> DIRECTIONS:
Count the lines in the entries below that contain the string "stone", with case counting. Reply with the number alone.

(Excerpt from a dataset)
# # # #
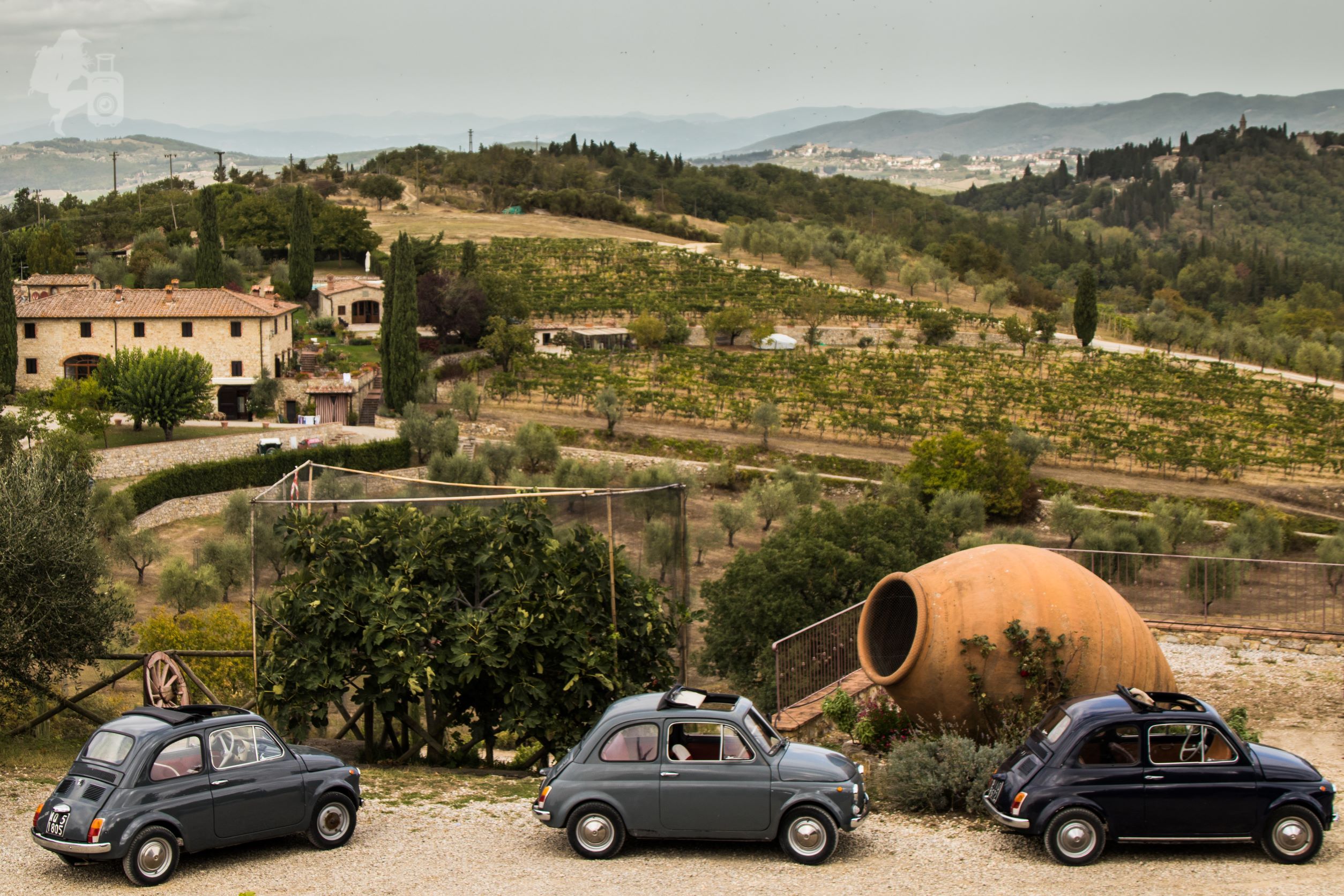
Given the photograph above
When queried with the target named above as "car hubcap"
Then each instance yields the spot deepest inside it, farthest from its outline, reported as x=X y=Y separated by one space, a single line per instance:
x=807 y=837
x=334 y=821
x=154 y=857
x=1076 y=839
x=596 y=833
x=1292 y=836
# # # #
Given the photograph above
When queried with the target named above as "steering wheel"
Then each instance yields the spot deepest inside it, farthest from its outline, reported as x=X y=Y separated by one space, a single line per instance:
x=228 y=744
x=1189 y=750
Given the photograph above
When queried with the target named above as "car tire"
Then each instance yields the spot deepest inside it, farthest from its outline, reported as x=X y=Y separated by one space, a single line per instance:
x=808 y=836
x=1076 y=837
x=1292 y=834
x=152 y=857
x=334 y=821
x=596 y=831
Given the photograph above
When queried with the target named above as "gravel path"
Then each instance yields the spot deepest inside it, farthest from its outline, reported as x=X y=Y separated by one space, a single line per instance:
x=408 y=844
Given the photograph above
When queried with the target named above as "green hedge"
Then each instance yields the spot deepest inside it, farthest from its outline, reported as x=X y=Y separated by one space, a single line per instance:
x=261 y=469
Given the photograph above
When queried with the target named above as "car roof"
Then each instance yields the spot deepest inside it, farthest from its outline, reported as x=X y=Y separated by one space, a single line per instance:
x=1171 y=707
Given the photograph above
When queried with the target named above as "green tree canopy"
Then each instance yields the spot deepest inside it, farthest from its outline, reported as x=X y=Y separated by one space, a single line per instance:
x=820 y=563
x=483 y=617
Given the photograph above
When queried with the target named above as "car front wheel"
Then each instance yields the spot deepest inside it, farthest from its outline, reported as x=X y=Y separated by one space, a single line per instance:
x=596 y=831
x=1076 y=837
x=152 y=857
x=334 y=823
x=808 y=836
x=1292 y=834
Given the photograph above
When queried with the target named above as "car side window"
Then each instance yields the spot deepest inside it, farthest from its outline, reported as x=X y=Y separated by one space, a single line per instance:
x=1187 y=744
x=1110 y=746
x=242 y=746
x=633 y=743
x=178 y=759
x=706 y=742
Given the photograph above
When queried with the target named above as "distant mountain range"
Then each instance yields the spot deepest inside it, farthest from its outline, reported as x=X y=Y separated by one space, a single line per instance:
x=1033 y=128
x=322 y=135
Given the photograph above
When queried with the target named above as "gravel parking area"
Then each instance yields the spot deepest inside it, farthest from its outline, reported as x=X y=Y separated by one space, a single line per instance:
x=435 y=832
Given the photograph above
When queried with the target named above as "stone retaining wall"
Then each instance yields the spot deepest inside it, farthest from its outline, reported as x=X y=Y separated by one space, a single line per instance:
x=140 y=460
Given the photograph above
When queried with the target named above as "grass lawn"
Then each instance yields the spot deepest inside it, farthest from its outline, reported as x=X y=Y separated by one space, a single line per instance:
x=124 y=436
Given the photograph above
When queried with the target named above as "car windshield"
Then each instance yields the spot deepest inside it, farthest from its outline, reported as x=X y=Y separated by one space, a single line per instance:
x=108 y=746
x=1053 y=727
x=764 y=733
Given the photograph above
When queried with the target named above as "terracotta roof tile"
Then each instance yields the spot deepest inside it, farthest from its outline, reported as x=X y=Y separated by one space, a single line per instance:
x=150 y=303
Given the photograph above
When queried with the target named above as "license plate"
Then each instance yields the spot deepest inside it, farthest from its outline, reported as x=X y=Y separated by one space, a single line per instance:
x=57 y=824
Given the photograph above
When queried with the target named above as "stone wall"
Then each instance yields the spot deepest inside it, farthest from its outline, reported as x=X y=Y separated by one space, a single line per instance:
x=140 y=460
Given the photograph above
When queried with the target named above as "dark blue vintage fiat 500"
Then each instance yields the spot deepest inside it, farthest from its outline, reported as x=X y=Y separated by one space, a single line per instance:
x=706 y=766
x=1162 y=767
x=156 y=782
# # # #
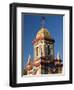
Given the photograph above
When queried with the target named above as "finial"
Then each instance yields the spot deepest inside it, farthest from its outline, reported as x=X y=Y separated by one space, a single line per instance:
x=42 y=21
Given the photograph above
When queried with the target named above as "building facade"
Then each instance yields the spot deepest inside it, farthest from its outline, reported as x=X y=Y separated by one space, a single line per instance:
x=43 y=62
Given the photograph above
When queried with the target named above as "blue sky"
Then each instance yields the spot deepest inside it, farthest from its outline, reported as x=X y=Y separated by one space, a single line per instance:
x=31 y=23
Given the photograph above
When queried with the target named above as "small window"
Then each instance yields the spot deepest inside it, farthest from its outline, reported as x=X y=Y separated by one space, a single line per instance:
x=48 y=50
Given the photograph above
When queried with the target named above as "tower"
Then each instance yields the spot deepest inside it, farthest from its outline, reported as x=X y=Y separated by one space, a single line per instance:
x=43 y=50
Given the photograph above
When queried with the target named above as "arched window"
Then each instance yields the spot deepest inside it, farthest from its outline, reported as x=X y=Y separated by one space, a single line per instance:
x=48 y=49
# # # #
> RESPONSE:
2